— Textauszug —
----

Köln taz | Der Melaten? Ein urdeutscher Friedhof? Nein, gar nicht. Der Name
stammt aus dem Französischen und kommt von „malade“, also „krank“. Im
Mittelalter war der berühmte Kölner Friedhof nämlich ein
Leprösen-Siechenhaus, das die „Aussätzigen“ nur selten zum Betteln
verlassen durften, immer brav hinter „Schellenknecht“ her, der vor
Ansteckung warnte. Auch später nutzte man das Gelände nicht so
tolerant-vielfältig wie heute, wurden doch 1529, glaubensbedingt, zwei
protestantische Pastoren und im 17. Jahrhundert 30 „Hexen“ dort verbrannt.
Erst als Napoleon während der französischen Besatzungszeit 1804 befahl,
dass Tote aus Hygienegründen nicht mehr neben oder in Kirchen, sondern
außerhalb der Stadt zu begraben seien, kaufte die Stadt das Areal [1][und
eröffnete den Friedhof].
## Angenehmer Ort mit Berühmten
Von all dieser Unbill zeugt nur noch die kleine Schellenknecht-Skulptur am
Eingang, ansonsten ist es ein angenehmer Ort geworden. Heiter spaziert der
Einheimische über den Friedhof, der neben Berühmtheiten wie Nicolaus August
Otto, dem Namensgeber des Ottomotors, reichlich Karnevals-Granden bietet,
ist dies hier doch integraler Bestandteil kultureller Vielfalt. Lebensgroße
Skulpturen Blauer und Roter Funken – der Parodie auf das einstige
französische Besatzungsmilitär – stehen da, und kürzlich erst hat ein
Domprobst die Grabstätte einer Karnevals-„Ehrengarde“ geweiht.

----

— Arbeitsauftrag 1 —
Kürzen Sie den Absatz „Von all dieser Unbill zeugt“ aus dem Text über den Melaten-Friedhof zu einer Stichpunktliste und behalten Sie dabei seine wichtigsten Fakten bei.
— Arbeitsauftrag 2 —
Liefern Sie die Fortsetzung des Textes über den Kölner Melaten-Friedhof im Anschluss an seinen letzten Satz.
Die Zeilen werden für die Bearbeitung nicht gebraucht.

— Erfasste Daten —
----

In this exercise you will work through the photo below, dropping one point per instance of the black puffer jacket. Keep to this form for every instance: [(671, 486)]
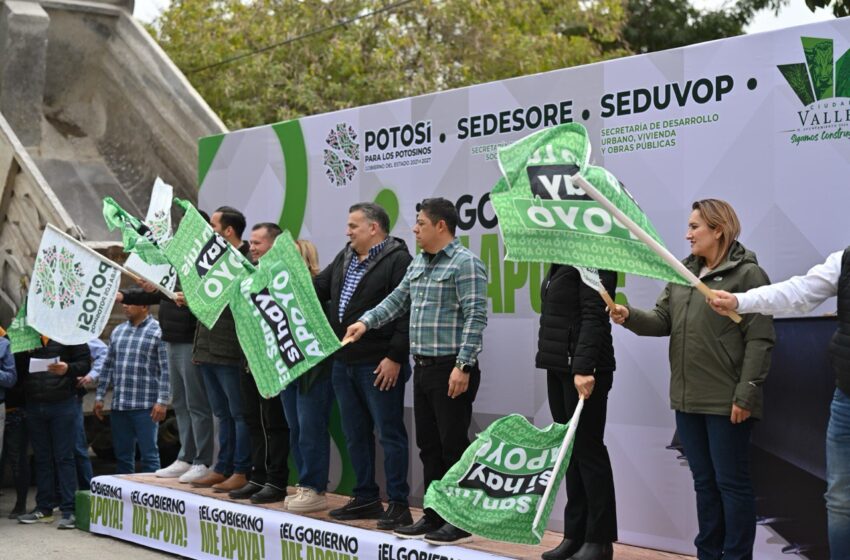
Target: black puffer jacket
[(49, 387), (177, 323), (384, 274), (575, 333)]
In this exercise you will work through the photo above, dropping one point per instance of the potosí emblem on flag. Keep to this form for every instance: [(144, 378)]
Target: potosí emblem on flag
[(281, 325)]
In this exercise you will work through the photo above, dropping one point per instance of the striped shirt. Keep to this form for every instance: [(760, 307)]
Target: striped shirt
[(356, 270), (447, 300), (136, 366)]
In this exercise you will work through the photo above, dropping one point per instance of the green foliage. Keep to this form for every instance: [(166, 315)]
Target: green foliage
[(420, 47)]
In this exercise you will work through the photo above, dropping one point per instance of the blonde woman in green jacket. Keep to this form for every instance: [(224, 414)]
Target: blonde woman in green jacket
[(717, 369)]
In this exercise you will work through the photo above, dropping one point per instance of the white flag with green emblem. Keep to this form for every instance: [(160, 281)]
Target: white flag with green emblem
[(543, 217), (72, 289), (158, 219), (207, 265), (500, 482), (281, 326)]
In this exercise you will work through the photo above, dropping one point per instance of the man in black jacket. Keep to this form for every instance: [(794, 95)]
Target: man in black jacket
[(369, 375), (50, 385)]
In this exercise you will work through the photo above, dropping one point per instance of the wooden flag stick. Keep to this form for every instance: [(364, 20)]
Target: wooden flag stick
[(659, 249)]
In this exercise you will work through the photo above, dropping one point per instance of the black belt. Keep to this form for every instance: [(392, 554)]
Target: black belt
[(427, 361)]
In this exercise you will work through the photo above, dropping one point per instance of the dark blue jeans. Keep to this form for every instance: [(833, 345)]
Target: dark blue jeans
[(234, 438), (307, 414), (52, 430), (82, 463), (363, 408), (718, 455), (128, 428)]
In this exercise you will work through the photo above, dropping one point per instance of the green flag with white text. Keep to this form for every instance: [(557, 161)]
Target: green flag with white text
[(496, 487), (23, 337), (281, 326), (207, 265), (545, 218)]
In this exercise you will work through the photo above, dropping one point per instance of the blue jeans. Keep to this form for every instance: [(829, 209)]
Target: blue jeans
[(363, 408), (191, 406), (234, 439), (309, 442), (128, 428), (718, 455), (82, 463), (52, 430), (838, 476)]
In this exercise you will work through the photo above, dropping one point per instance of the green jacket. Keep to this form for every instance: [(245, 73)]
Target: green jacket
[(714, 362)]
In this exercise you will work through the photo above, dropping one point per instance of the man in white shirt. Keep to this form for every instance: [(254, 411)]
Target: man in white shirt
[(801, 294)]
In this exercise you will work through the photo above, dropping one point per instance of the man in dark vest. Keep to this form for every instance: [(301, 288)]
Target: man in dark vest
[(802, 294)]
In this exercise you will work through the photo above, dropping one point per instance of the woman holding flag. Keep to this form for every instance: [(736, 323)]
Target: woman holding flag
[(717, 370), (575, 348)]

----

— Ergebnis 1 —
- Von der belasteten Vergangenheit zeugt nur noch die kleine Schellenknecht-Skulptur am Eingang, ansonsten ist der Friedhof ein angenehmer Ort geworden.
- Einheimische spazieren heiter über das Gelände.
- Dort liegen Berühmtheiten wie Nicolaus August Otto, der Namensgeber des Ottomotors, und zahlreiche Karnevals-Granden, denn der Karneval gilt als integraler Bestandteil kultureller Vielfalt.
- Auf dem Friedhof stehen lebensgroße Skulpturen Blauer und Roter Funken, einer Parodie auf das einstige französische Besatzungsmilitär.
- Kürzlich hat ein Domprobst die Grabstätte einer Karnevals-„Ehrengarde“ geweiht.

— Ergebnis 2 —
Auch der Volksschauspieler Willy Millowitsch liegt hier begraben. Wobei die
Familie eigentlich aus Osteuropa stammt, wie man bei näherer Betrachtung
seines Namens begreift, der einst wohl auf „vić“ endete. Aber egal,
irgendwann waren die Millowitschs da und brachten es vereinzelt gar [2][zum
Kölner Original].
Und wie man so einher wandelt zwischen all diesen Denkmälern, tönt es
exotisch aus den Lüften, und man meint, da sei wieder ein Tier aus dem Zoo
entkommen. Und tatsächlich: Ein Trupp grüner Papageien jagt unter lauten
Gekreisch übers Gelände. Grüne Halsbandsitiche sind es, eigentlich in
Indien zu Hause, aber schon so kölsch geworden wie Willy Millowitsch.
## Wie echte Kölner
Wie die Sittiche herkamen, ist unbekannt. Vielleicht sind sie einem
Zoohändler entflogen, vielleicht entließ sie ein Privatier. Jedenfalls
tauchten sie 1969 erstmals in Deutschland auf, und zwar genau in Köln.
Seither vermehren sie sich prächtig, gefällt ihnen das milde Klima der
Köln-Bonner Bucht doch ausgezeichnet. 3.000 Tiere sollen es inzwischen in
den Grünzonen der Stadt sein.
Gesellig sind sie wie echte Kölner, wanderfreudig auch – aber in Maßen:
Wohl fliegen sie tagsüber mal in Richtung Eifel oder Bonn. Aber am Abend
kehren sie brav zurück, versammeln sich zu Hunderten auf „Schlafbäumen“, …
gemeinsam eventuellen Feinden zu trotzen. Wobei sie nicht nur bis zum
Dunkelwerden lärmen, sondern natürlich auch mal „aufs Klo“ müssen.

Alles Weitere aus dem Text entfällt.